## Work to complete
Could you print all the entries exactly?

▬▬▬▬▬▬▬▬▬▬

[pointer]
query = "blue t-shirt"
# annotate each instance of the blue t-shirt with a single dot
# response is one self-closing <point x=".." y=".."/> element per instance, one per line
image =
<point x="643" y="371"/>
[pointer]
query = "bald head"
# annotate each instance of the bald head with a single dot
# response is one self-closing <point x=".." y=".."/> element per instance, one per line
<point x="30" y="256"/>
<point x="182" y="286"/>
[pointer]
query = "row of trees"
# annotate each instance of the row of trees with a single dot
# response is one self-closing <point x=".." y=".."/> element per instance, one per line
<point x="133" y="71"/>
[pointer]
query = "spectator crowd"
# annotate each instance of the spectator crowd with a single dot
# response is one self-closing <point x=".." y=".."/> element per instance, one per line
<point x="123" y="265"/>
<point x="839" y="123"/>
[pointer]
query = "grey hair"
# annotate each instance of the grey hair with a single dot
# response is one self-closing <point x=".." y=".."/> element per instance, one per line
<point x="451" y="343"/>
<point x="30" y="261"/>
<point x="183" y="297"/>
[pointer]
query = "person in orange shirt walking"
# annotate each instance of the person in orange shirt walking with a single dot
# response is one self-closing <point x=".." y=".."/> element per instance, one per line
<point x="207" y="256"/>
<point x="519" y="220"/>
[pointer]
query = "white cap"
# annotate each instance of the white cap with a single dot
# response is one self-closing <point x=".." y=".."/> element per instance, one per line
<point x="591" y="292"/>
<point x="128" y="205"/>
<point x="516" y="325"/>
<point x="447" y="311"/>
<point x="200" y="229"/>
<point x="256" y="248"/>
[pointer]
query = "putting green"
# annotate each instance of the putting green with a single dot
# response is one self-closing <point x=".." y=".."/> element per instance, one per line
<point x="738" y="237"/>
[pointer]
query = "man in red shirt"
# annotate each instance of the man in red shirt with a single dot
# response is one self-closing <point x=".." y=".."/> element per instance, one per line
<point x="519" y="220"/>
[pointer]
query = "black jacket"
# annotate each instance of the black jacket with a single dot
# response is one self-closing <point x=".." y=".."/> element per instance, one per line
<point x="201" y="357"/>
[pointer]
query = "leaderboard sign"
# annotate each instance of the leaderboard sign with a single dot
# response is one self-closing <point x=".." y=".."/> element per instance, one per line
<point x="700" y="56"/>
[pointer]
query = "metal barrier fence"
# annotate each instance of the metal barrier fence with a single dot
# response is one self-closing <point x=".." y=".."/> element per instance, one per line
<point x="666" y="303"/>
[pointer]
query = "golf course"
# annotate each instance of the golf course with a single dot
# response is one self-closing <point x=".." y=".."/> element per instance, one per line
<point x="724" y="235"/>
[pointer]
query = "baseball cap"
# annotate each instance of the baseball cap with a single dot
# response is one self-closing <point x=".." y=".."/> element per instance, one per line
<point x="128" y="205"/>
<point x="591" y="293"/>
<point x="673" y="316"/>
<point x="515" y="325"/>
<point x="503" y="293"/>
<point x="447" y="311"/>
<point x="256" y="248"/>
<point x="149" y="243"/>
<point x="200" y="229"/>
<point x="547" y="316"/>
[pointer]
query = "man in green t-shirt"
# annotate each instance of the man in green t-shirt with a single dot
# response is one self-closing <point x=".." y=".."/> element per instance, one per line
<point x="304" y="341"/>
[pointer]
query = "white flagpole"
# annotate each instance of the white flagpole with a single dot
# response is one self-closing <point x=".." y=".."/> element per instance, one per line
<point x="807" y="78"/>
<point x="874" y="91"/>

▬▬▬▬▬▬▬▬▬▬

## Solution to the problem
[pointer]
query = "blue t-shirt"
# annotate each instance of the blue t-shirt with a single dot
# response is one self-closing <point x=".." y=".."/> element per instance, one per line
image =
<point x="643" y="371"/>
[pointer]
query = "bald head"
# annotate each instance of the bald head with a single dot
# response is one self-closing <point x=".." y=".."/> element per instance, one per line
<point x="30" y="256"/>
<point x="182" y="286"/>
[pointer]
query = "row of trees"
# annotate each instance of the row of trees with a single dot
# response is one self-closing <point x=".." y=".."/> element per instance, one per line
<point x="133" y="71"/>
[pointer]
query = "spectator crowd"
# annotate each instance of the spectator crowd with a single dot
# response is one self-closing <point x=".." y=".."/> element per instance, one per line
<point x="123" y="265"/>
<point x="839" y="123"/>
[pointer]
query = "grey hair"
# annotate each instance of the grey hair with a single dot
# response is one self-closing <point x=".." y=".."/> element per instance, one per line
<point x="451" y="343"/>
<point x="30" y="261"/>
<point x="183" y="297"/>
[pointer]
query = "person in orange shirt walking"
# annotate each instance of the person in orange shirt walking with a single dot
# response is one self-closing <point x=".." y=".."/> element per instance, one per line
<point x="207" y="256"/>
<point x="519" y="220"/>
[pointer]
query = "white cap"
# annotate each instance of the white cap with a single dot
# response is one self-closing <point x=".." y=".."/> element per instance, one per line
<point x="591" y="292"/>
<point x="128" y="205"/>
<point x="516" y="325"/>
<point x="447" y="311"/>
<point x="200" y="229"/>
<point x="256" y="248"/>
[pointer]
query = "putting green"
# annotate each instance of the putting green with a single dot
# response is one self-closing <point x=".." y=".."/> element per instance, one per line
<point x="738" y="237"/>
[pointer]
query = "man in red shirt"
# annotate each instance of the man in red shirt with a single dot
# response is one self-closing <point x=".." y=".."/> element per instance, one per line
<point x="519" y="220"/>
[pointer]
query = "black jacket"
# annotate each instance of the black jacket with a single dot
# response is one self-closing <point x=".." y=".."/> element per instance, one per line
<point x="201" y="357"/>
[pointer]
query = "leaderboard sign"
# annotate each instance of the leaderboard sign with a single dot
# response is one self-closing <point x=".." y=".."/> element per instance, one per line
<point x="700" y="56"/>
[pointer]
query = "metal barrier fence"
# annotate each instance of the metal barrier fence with a single dot
# response is one self-closing <point x=".." y=".."/> element per instance, one per line
<point x="666" y="303"/>
[pointer]
query = "golf course"
# annotate each instance of the golf course with a single dot
# response is one self-closing <point x=".." y=".."/> element per instance, one per line
<point x="724" y="235"/>
[pointer]
query = "baseball cap"
# annotate each instance of the baseball cap with a single dot
# response is one self-closing <point x=".." y=".."/> element per instance, one per line
<point x="128" y="205"/>
<point x="591" y="293"/>
<point x="673" y="316"/>
<point x="515" y="325"/>
<point x="503" y="293"/>
<point x="447" y="311"/>
<point x="256" y="248"/>
<point x="149" y="243"/>
<point x="200" y="229"/>
<point x="547" y="316"/>
[pointer]
query = "man in green t-shirt"
# annotate each instance of the man in green t-shirt with a single dot
# response is one self-closing <point x=".." y=".."/> element per instance, one per line
<point x="304" y="341"/>
[pointer]
query = "white flagpole"
# annotate each instance of the white flagpole with a single dot
# response is one self-closing <point x=".." y=".."/> element per instance, one per line
<point x="807" y="78"/>
<point x="874" y="91"/>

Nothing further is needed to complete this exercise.